* **Exercise brief**
Revise the part of the listing that runs from its start through the line containing "Target: crowd of people", replacing "biggest" with "largest" and keeping everything else the same. Leave out the pictures.

* **Exercise materials**
----

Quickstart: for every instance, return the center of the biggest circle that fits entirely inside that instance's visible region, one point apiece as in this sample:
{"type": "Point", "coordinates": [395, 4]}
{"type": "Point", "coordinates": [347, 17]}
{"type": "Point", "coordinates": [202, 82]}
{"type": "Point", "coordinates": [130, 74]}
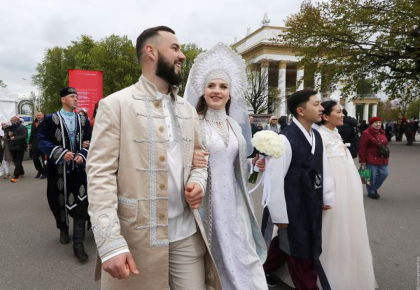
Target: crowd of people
{"type": "Point", "coordinates": [163, 180]}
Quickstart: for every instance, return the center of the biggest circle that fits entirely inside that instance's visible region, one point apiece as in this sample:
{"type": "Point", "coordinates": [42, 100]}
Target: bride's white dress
{"type": "Point", "coordinates": [346, 256]}
{"type": "Point", "coordinates": [233, 246]}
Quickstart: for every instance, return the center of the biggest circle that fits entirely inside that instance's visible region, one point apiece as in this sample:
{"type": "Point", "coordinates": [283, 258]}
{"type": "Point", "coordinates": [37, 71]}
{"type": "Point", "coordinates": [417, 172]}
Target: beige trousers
{"type": "Point", "coordinates": [186, 264]}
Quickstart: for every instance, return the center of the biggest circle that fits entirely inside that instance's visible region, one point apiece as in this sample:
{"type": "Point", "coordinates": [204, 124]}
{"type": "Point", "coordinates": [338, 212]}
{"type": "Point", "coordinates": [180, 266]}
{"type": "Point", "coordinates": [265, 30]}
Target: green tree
{"type": "Point", "coordinates": [51, 77]}
{"type": "Point", "coordinates": [257, 97]}
{"type": "Point", "coordinates": [358, 40]}
{"type": "Point", "coordinates": [190, 51]}
{"type": "Point", "coordinates": [116, 57]}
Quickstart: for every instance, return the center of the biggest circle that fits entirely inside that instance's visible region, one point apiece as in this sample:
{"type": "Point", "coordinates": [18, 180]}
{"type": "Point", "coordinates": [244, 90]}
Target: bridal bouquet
{"type": "Point", "coordinates": [268, 143]}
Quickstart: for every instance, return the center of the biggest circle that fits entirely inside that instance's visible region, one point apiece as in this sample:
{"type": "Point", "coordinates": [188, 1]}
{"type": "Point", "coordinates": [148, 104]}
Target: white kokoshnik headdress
{"type": "Point", "coordinates": [221, 62]}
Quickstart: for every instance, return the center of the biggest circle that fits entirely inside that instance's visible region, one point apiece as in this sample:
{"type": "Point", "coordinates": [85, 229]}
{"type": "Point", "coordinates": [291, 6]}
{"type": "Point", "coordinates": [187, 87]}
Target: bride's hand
{"type": "Point", "coordinates": [200, 158]}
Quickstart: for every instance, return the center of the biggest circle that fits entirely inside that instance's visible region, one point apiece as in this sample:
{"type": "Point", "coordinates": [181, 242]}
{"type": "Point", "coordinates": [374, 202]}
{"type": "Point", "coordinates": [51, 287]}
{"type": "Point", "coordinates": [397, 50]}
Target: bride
{"type": "Point", "coordinates": [215, 86]}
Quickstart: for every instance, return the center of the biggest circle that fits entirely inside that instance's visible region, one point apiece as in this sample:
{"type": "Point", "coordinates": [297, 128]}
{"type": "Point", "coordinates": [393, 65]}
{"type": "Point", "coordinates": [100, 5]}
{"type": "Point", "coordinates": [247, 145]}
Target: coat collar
{"type": "Point", "coordinates": [148, 88]}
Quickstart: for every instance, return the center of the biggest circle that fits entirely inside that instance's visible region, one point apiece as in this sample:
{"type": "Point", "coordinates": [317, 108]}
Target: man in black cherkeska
{"type": "Point", "coordinates": [63, 136]}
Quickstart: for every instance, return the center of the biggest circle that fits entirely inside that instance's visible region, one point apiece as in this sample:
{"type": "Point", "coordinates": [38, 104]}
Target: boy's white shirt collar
{"type": "Point", "coordinates": [310, 136]}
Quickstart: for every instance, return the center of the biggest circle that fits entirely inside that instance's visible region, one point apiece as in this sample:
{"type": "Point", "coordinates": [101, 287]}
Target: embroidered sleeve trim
{"type": "Point", "coordinates": [61, 156]}
{"type": "Point", "coordinates": [52, 152]}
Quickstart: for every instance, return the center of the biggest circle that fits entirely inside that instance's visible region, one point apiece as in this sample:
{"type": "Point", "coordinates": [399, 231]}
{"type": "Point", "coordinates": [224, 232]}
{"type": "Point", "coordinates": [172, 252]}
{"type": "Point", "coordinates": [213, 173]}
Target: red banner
{"type": "Point", "coordinates": [89, 88]}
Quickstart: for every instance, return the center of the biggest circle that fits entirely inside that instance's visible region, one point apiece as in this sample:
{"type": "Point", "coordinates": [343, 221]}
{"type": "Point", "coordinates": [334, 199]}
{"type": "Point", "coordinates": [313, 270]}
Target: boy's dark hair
{"type": "Point", "coordinates": [149, 33]}
{"type": "Point", "coordinates": [299, 99]}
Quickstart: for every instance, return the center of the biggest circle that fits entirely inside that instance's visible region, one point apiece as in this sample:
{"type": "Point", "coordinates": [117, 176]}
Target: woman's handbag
{"type": "Point", "coordinates": [365, 175]}
{"type": "Point", "coordinates": [383, 150]}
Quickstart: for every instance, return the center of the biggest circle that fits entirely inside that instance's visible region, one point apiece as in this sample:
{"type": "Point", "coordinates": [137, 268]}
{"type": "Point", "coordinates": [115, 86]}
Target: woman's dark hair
{"type": "Point", "coordinates": [299, 99]}
{"type": "Point", "coordinates": [149, 33]}
{"type": "Point", "coordinates": [328, 107]}
{"type": "Point", "coordinates": [202, 106]}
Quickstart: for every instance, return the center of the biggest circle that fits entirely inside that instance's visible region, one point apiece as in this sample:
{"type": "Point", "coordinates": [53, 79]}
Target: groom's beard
{"type": "Point", "coordinates": [166, 71]}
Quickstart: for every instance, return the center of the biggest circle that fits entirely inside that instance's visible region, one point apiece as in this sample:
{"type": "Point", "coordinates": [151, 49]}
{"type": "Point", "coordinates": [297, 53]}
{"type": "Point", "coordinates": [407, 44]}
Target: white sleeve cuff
{"type": "Point", "coordinates": [115, 254]}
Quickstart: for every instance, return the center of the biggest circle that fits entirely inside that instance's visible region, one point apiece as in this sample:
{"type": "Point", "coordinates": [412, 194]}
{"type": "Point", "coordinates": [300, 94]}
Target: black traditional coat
{"type": "Point", "coordinates": [67, 189]}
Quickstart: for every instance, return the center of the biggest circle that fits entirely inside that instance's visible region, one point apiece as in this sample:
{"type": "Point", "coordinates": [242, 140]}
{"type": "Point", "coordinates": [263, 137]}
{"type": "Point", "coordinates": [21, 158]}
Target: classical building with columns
{"type": "Point", "coordinates": [281, 66]}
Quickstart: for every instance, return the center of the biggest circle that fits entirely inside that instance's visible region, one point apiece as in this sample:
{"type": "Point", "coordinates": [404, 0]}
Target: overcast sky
{"type": "Point", "coordinates": [28, 27]}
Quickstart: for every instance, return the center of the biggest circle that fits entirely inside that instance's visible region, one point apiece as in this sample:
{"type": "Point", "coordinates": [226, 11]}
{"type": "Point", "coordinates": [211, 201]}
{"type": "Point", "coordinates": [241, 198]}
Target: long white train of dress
{"type": "Point", "coordinates": [346, 255]}
{"type": "Point", "coordinates": [233, 246]}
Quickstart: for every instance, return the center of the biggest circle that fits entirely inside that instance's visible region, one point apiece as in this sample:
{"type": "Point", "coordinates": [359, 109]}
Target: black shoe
{"type": "Point", "coordinates": [79, 252]}
{"type": "Point", "coordinates": [64, 235]}
{"type": "Point", "coordinates": [271, 282]}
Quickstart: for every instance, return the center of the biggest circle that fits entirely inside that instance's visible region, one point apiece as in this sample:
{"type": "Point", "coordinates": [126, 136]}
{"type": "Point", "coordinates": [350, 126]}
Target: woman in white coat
{"type": "Point", "coordinates": [346, 255]}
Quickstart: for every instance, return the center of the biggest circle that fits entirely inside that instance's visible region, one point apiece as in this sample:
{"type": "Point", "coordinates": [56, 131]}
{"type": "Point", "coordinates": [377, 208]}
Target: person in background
{"type": "Point", "coordinates": [389, 130]}
{"type": "Point", "coordinates": [7, 155]}
{"type": "Point", "coordinates": [363, 126]}
{"type": "Point", "coordinates": [410, 132]}
{"type": "Point", "coordinates": [18, 136]}
{"type": "Point", "coordinates": [348, 132]}
{"type": "Point", "coordinates": [370, 157]}
{"type": "Point", "coordinates": [61, 136]}
{"type": "Point", "coordinates": [301, 189]}
{"type": "Point", "coordinates": [37, 155]}
{"type": "Point", "coordinates": [273, 125]}
{"type": "Point", "coordinates": [283, 122]}
{"type": "Point", "coordinates": [346, 254]}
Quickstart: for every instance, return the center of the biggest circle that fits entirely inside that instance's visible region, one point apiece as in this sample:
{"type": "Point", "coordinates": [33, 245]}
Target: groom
{"type": "Point", "coordinates": [304, 189]}
{"type": "Point", "coordinates": [143, 191]}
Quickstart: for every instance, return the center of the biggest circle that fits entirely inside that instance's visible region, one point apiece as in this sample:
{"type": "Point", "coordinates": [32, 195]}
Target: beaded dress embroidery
{"type": "Point", "coordinates": [218, 121]}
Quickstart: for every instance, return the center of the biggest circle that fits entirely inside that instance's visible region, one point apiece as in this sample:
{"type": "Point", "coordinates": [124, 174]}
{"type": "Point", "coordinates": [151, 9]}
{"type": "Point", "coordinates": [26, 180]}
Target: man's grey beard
{"type": "Point", "coordinates": [166, 71]}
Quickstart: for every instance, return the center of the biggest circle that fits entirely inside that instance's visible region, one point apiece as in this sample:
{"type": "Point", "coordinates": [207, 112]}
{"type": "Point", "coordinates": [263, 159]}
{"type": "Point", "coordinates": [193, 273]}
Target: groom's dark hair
{"type": "Point", "coordinates": [147, 34]}
{"type": "Point", "coordinates": [202, 107]}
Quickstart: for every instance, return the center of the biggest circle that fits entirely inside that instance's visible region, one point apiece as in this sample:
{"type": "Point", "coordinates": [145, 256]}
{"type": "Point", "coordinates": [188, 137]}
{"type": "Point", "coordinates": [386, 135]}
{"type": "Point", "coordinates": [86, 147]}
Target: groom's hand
{"type": "Point", "coordinates": [260, 163]}
{"type": "Point", "coordinates": [194, 194]}
{"type": "Point", "coordinates": [120, 266]}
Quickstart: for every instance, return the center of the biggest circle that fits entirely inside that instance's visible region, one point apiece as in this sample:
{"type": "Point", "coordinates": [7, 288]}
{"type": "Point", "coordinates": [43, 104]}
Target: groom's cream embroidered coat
{"type": "Point", "coordinates": [128, 178]}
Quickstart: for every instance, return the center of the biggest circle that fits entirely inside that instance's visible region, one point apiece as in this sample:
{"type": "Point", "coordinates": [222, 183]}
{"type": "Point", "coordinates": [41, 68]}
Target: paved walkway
{"type": "Point", "coordinates": [33, 259]}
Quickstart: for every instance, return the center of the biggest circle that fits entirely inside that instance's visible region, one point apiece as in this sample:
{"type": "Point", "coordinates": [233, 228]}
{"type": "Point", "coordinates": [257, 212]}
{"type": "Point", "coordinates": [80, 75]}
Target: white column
{"type": "Point", "coordinates": [264, 75]}
{"type": "Point", "coordinates": [349, 105]}
{"type": "Point", "coordinates": [299, 77]}
{"type": "Point", "coordinates": [317, 83]}
{"type": "Point", "coordinates": [374, 110]}
{"type": "Point", "coordinates": [366, 112]}
{"type": "Point", "coordinates": [282, 87]}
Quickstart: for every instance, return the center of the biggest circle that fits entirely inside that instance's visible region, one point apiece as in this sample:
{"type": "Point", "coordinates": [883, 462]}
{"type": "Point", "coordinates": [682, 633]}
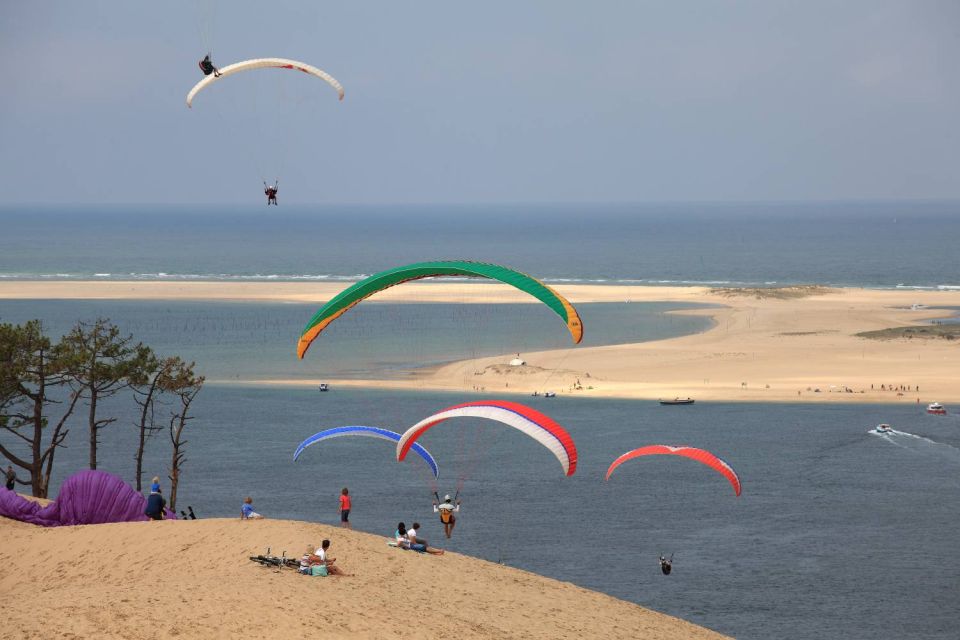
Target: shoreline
{"type": "Point", "coordinates": [126, 577]}
{"type": "Point", "coordinates": [766, 345]}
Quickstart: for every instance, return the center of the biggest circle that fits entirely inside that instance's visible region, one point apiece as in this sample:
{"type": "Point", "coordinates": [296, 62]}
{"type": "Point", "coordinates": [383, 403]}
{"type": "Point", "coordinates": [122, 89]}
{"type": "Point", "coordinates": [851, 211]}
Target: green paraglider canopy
{"type": "Point", "coordinates": [398, 275]}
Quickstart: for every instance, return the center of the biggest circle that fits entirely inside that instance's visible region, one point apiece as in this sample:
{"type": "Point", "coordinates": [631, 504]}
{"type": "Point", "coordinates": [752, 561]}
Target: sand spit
{"type": "Point", "coordinates": [793, 344]}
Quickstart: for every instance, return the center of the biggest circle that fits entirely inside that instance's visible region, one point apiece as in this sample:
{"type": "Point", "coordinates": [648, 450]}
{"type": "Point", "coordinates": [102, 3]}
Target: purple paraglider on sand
{"type": "Point", "coordinates": [87, 497]}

----

* **Expected answer**
Quickstart: for every instance, return the center of the largest circle that fits entirely inside that instance's visible region, one point apiece as in this sample:
{"type": "Point", "coordinates": [395, 4]}
{"type": "Point", "coordinates": [347, 17]}
{"type": "Point", "coordinates": [202, 82]}
{"type": "Point", "coordinates": [130, 74]}
Target: crowd of people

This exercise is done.